**DATA SUPPLIED:**
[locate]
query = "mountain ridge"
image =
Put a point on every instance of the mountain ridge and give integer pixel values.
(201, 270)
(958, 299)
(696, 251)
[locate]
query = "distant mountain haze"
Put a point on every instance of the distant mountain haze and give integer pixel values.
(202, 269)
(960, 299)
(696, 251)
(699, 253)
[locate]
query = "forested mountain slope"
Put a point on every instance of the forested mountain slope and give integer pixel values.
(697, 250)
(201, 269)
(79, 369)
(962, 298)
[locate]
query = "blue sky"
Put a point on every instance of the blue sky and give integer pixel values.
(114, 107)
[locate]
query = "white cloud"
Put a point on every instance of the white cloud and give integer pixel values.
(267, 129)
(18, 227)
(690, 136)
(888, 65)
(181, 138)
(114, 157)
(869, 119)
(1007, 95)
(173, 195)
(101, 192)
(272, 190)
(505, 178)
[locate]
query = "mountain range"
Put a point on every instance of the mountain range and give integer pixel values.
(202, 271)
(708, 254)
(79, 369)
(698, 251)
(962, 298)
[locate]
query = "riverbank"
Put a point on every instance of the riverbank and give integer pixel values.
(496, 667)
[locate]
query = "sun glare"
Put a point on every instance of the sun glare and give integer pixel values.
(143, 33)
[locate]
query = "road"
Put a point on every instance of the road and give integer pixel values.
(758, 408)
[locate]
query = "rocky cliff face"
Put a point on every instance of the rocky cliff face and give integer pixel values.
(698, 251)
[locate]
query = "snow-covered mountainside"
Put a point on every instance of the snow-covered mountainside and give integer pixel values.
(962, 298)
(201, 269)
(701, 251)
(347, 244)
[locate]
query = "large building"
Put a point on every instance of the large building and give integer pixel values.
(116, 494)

**SHORT EXERCISE:** Return every line of the items above that contains the word "covered".

**SOLVED EXERCISE:**
query = "snow-covered mountainside"
Put a point on every instance of the snow-covered mountainside and give integer pixel values.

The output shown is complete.